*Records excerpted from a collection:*
[Start of section]
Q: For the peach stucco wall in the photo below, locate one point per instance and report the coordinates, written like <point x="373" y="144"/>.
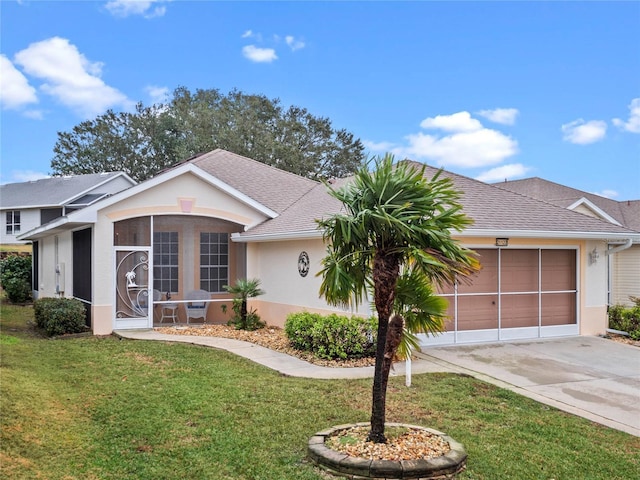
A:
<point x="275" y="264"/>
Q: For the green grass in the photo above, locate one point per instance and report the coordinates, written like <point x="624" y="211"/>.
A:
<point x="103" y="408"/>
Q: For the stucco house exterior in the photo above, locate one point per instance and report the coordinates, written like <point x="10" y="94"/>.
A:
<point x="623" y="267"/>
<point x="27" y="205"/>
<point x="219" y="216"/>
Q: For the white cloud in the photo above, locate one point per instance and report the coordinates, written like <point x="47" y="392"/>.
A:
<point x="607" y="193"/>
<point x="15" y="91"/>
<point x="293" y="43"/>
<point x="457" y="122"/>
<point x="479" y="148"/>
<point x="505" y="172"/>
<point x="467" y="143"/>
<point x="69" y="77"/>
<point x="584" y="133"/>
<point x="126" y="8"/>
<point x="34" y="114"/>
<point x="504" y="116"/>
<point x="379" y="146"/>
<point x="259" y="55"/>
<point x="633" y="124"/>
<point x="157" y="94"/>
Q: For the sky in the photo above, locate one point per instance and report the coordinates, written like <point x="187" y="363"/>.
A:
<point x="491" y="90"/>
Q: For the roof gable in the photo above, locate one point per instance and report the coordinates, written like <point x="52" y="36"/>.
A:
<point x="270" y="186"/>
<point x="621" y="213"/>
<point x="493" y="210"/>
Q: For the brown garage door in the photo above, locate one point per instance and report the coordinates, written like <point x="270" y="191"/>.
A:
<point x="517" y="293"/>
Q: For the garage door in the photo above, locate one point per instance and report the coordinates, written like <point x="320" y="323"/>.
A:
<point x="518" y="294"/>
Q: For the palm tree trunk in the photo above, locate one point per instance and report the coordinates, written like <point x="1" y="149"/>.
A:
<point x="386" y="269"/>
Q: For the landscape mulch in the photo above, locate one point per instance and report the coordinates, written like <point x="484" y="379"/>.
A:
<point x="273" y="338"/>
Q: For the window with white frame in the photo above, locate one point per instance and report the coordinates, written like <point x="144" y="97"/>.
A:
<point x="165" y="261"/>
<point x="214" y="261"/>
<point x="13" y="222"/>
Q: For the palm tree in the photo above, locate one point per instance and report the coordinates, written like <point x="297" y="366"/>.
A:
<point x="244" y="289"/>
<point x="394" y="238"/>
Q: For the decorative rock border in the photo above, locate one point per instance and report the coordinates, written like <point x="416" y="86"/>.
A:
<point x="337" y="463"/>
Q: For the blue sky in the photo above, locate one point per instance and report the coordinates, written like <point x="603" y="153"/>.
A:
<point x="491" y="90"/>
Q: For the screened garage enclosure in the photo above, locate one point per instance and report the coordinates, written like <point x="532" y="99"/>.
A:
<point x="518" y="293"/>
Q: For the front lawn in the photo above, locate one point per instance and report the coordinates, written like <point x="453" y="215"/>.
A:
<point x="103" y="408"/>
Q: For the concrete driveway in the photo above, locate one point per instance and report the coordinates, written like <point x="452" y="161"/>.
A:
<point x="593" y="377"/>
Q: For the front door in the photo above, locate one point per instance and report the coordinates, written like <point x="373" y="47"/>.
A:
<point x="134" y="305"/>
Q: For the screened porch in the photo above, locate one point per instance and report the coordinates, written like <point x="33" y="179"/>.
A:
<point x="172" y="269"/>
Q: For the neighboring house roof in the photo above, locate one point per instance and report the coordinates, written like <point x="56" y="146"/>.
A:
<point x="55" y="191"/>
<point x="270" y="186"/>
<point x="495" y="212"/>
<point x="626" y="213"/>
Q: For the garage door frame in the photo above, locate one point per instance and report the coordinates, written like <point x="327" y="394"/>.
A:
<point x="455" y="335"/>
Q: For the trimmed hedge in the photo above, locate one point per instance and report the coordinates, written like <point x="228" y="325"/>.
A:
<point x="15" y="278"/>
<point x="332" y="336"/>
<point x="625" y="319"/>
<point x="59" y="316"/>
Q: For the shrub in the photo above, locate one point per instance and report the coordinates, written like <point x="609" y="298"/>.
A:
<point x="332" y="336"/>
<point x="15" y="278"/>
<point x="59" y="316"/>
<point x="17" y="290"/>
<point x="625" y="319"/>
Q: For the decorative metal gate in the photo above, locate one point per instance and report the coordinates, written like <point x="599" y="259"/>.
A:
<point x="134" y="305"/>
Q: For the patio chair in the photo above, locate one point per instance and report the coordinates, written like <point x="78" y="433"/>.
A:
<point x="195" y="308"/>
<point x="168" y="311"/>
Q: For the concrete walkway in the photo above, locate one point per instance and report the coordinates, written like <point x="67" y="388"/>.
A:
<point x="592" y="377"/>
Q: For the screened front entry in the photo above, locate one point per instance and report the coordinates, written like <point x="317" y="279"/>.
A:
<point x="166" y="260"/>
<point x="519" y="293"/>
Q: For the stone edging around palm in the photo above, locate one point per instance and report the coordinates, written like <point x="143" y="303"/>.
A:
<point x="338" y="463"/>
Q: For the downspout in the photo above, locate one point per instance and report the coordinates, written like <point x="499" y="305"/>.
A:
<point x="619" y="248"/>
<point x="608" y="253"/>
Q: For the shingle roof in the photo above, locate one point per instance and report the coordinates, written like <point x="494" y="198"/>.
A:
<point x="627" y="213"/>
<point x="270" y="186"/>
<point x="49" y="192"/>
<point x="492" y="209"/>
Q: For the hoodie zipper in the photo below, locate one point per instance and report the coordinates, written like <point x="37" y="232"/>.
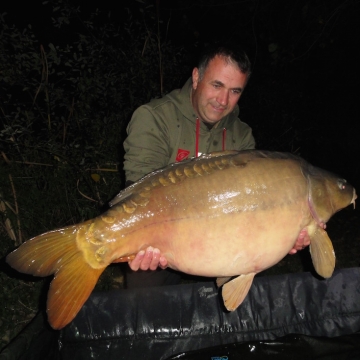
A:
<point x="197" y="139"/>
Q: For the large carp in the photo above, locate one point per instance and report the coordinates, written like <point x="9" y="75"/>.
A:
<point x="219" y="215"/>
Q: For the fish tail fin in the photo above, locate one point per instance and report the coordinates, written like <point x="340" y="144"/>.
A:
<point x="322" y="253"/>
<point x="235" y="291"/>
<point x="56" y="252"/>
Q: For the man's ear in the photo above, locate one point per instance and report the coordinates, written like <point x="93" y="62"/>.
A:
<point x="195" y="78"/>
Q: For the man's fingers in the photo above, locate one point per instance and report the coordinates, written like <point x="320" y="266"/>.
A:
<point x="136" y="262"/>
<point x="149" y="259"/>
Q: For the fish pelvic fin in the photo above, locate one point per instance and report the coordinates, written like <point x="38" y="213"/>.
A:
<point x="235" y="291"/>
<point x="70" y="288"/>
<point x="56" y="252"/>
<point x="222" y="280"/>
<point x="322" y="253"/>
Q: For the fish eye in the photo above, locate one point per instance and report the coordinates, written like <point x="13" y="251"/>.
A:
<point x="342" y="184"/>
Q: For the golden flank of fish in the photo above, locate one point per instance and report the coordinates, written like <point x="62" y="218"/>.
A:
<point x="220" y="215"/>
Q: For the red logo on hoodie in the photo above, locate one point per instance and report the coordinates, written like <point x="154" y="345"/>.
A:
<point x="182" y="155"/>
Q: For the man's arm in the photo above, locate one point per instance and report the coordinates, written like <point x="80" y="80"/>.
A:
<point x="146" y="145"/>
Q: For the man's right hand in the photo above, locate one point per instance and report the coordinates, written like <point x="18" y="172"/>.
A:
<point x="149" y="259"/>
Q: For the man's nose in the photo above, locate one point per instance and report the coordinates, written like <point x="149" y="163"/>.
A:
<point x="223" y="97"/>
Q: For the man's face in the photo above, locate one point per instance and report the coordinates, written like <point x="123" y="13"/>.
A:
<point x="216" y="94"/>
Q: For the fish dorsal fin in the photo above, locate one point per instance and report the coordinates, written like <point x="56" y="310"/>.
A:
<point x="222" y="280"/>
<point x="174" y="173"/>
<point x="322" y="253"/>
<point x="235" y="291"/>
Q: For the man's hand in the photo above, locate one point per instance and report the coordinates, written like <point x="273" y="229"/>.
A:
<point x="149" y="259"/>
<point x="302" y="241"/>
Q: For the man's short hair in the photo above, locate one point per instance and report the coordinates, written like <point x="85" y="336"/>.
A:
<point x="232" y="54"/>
[End of section]
*Instructions to follow:* The result should be an exact copy of only the lines above from the one that holds "Q: For the screened front" through the one that holds "Q: For the fish tail", both ends included, without pictures.

*Task result:*
Q: For the screened front entry in the photo above, locate one point per instance and report the coordinates, written like <point x="317" y="279"/>.
A:
<point x="166" y="260"/>
<point x="519" y="293"/>
Q: For the stone edging around palm in the photo above, locate one point per instance and report the coordinates, written like <point x="143" y="303"/>.
A:
<point x="338" y="463"/>
Q: For the downspout in the photo above, locate one point per instance and report the coordinates, written like <point x="499" y="305"/>.
A:
<point x="619" y="248"/>
<point x="608" y="253"/>
Q: For the shingle roof in the photo above, locate one point per instance and report the coordinates, written like <point x="494" y="198"/>.
A:
<point x="627" y="213"/>
<point x="270" y="186"/>
<point x="49" y="192"/>
<point x="492" y="209"/>
Q: For the hoodie zipper in the photo below, locate one point per instance and report the coordinates, written like <point x="37" y="232"/>.
A:
<point x="197" y="139"/>
Q: For the large carp in the photo above, locate one point per instance and report the coordinates, written like <point x="9" y="75"/>.
A:
<point x="219" y="215"/>
Q: For the fish tail fin in the photo above, locate one point per instance and report the coordinates, written like <point x="340" y="144"/>.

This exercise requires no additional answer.